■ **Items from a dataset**
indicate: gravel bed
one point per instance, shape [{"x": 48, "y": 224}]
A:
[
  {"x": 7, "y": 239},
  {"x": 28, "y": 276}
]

■ **Problem requirements**
Rewrite the items above with "gravel bed" replaced by "stone bed", leaving every other part as it is.

■ **Written solution**
indicate: stone bed
one point per instance, shape [{"x": 48, "y": 224}]
A:
[
  {"x": 7, "y": 239},
  {"x": 28, "y": 276}
]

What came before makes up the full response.